EXCERPT >>

------------------------------------------------------------

SARS-COV-2 infects the beta cells of NHP in vivo
As previously reported, adult rhesus macaques (6 to 12 years of age) were inoculated with 1.1 × 106 plaque-forming units (PFU) of SARS-COV-2 administered as 1 ml intranasally and 1 ml intratracheally (13, 15, 16). In this model, viral RNA levels peak at 2 days post inoculation (dpi). Interstitial viral pneumonia is present and resolves by around 4 dpi. Clinical disease course is resolved by around 12dpi (16). To assess if there was an acute effect of SARS-COoV-2 infection on beta cells and if it resolved by the end of the disease course, we evaluated the pancreas collected at necropsy during the acute phase (7–10dpi, n=3) and in the post-acute phase (14dpi, n=4) of the disease course. The pancreas from 3 uninfected adult macaques and 2 pregnant macaques infected with the Zika virus served as controls (26).
Because there have been conflicting reports about the robustness of ACE2 and TMPRSS2 expression in human islets, we sought to identify if either transcript was present in the islets of rhesus macaques. We interrogated a publicly available single cell sequencing data set from multiple organs of the rhesus macaque (27). Cells were clustered into organ specific clusters, and the both ACE2 and TMPRSS2 were present in the pancreas cluster. We then clustered cells into pancreatic cell subtypes. ACE2 and TMPRSS2 expression was highest in beta cells (Supplemental Figure 1A). We confirmed ACE2 expression in beta cells by immunohistochemistry. ACE2 expression was low but present in most beta cells; a subset of cells exhibited robust expression (white arrows, Supplemental Figure 1B).

------------------------------------------------------------

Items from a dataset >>

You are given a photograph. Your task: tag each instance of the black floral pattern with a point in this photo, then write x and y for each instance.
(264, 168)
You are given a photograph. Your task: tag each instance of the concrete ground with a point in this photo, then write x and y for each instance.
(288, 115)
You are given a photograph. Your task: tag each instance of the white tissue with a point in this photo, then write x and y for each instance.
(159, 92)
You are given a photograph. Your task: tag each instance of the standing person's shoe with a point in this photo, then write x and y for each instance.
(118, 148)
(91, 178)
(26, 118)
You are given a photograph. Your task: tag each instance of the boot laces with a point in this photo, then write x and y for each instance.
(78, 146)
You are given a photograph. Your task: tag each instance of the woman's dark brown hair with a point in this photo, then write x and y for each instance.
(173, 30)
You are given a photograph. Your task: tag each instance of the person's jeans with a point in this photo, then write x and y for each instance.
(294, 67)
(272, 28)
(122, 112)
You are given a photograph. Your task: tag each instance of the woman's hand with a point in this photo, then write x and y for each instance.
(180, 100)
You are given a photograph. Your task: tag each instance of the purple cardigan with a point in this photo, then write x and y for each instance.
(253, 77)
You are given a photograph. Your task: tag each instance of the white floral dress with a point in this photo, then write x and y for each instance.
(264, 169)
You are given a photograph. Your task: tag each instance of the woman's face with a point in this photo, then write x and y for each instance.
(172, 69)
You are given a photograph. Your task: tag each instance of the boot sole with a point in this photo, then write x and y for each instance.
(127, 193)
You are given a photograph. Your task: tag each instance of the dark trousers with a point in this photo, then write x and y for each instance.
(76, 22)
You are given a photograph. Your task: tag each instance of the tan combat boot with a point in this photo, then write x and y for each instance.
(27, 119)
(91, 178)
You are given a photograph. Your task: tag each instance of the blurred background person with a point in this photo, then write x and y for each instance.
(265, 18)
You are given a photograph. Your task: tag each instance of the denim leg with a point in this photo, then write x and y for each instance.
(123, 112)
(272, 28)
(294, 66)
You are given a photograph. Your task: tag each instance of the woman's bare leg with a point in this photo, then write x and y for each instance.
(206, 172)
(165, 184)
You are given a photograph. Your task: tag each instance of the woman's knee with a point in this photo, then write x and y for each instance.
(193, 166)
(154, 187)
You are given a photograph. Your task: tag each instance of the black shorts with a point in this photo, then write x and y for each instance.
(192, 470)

------------------------------------------------------------

PROBLEM DETAILS >> From the excerpt on SARS-CoV-2 and macaque beta cells, list every group of macaques whose pancreas was evaluated, with the number of animals in each. These records were drawn from a different source than the text.

FINAL ANSWER >>
- Infected macaques in the acute phase (7–10 dpi): 3
- Infected macaques in the post-acute phase (14 dpi): 4
- Uninfected adult macaques (controls): 3
- Pregnant macaques infected with the Zika virus (controls): 2